# To do
Repeat word for word the passage of the blog post on holding on to hope, below, that begins with the words containing "So often there" and ends with "I have now.".

Wednesday, July 13, 2011

Holding on to Hope

Over the past several days I have heard from friends near and far via phone, email and in person.  A recurrent theme is one of trying to hold on to hope.  A couple of these friends are long time adoption buddies who have adopted older children, and whose path is rougher than many would ever be able to realize.  I read about a beloved child gone astray, years post-adoption and yet still this young woman is haunted by a past her mom can not erase.  Sadly, it appears she is going to have to learn some very difficult lessons while her family awaits her heart's return. 

Another friend recently brought home an older daughter, and the relationship is predictably prickly and difficult.  6 weeks in and it is plain old hard.  Strangers have been thrust together in an attempt to form a family, long overdue for a child who is closer to woman than girl, and it will not be an easy road to travel to reach a stage where the word "family" will he happily applied.

Yet another friend is sitting by a hospital bed as her sister's cancer riddled body hangs between this life and the next.  Others work diligently at relationships that are not always easy, while still others battle loneliness and grief as they wistfully recall spouses who are no longer here...or whose spouses are physically here but are gradually becoming strangers as disease ravages minds.

I think of the happy chaos our family currently experiences, and without being negative but merely being practical, I know it is only a matter of time before once again we will find ourselves holding on to hope for one reason or another.  That is not pessimistic of me, that is just acknowledging that life is a series of highs and lows, and anyone riding this planet long enough is going to get a good dose of both.

How do we manage to hold on to hope?  What is it that causes the mom of a 20 year old daughter to continue to imagine the best for her wayward child?  What is it that allows a sibling to remain bedside for a hopelessly ill sister?  What is it that finds us reaching out to others in our inescapable grief?

Love is the only way we can hold on to hope.  Love helps us to imagine a better life for a child who has to learn everything the hard way.  Love is keeps us there, holding the hand of our dying loved one despite how hard it is to be present for their departure.  The vision of love once experienced causes us to reach out in hopeful defiance as we try to beat off loneliness.

So often there is nothing we can do but hope, but hope is a powerful emotion.  It keeps us going, it grabs us before we fall into the abyss, it helps us envision a future which often at the moment seems impossibly out of reach.

I have walked through some dark, disheartening times.  Some of those times you all know about, for they have been chronicled here on the blog.  The most painful times have not been blogged about, for they were a lifetime ago it seems, and yet it is upon those building blocks of pain and sorrow that my current life of joy stands.  I've also learned that those who suffer much, appreciate more, and the soul deep love I have for our family and all that we are together is a direct result of past pain experienced.  I'd go through it all again to have the richness I have now.

But I couldn't make it alone.  When I felt all hope was lost, God placed very special people in my path to encourage me, direct me, whisper to me, and teach me.  I have been cradled in Wisdom's Hands, and I shake my head in disbelief at the sheer good fortune of having these voices who speak such truths to me, guiding me and uplifting me.

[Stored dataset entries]

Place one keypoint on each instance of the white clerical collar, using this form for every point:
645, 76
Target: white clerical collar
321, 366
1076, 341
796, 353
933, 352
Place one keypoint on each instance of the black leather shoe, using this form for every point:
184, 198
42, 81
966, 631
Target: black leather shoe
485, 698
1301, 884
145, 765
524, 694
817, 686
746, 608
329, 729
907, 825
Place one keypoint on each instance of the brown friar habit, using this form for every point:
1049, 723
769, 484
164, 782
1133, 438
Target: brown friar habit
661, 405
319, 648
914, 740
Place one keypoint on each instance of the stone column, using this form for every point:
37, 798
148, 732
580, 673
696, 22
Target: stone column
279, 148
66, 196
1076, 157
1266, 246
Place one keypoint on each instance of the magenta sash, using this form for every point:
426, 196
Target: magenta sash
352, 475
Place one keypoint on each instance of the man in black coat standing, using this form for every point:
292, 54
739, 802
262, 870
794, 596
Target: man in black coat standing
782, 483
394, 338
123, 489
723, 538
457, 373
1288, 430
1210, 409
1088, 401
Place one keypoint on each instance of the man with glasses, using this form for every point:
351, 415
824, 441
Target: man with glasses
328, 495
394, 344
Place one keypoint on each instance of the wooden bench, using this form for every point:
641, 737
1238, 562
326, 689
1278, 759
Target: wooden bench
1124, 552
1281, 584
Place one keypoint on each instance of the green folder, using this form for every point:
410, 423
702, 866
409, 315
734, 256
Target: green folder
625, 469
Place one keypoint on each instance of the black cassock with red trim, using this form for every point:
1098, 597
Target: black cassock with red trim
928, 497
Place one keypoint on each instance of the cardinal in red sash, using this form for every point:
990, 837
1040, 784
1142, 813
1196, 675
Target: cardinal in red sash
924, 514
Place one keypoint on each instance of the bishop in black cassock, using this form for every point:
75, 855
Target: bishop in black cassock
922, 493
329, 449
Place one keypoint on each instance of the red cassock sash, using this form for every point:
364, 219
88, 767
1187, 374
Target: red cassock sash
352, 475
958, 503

# Expected answer
So often there is nothing we can do but hope, but hope is a powerful emotion.  It keeps us going, it grabs us before we fall into the abyss, it helps us envision a future which often at the moment seems impossibly out of reach.

I have walked through some dark, disheartening times.  Some of those times you all know about, for they have been chronicled here on the blog.  The most painful times have not been blogged about, for they were a lifetime ago it seems, and yet it is upon those building blocks of pain and sorrow that my current life of joy stands.  I've also learned that those who suffer much, appreciate more, and the soul deep love I have for our family and all that we are together is a direct result of past pain experienced.  I'd go through it all again to have the richness I have now.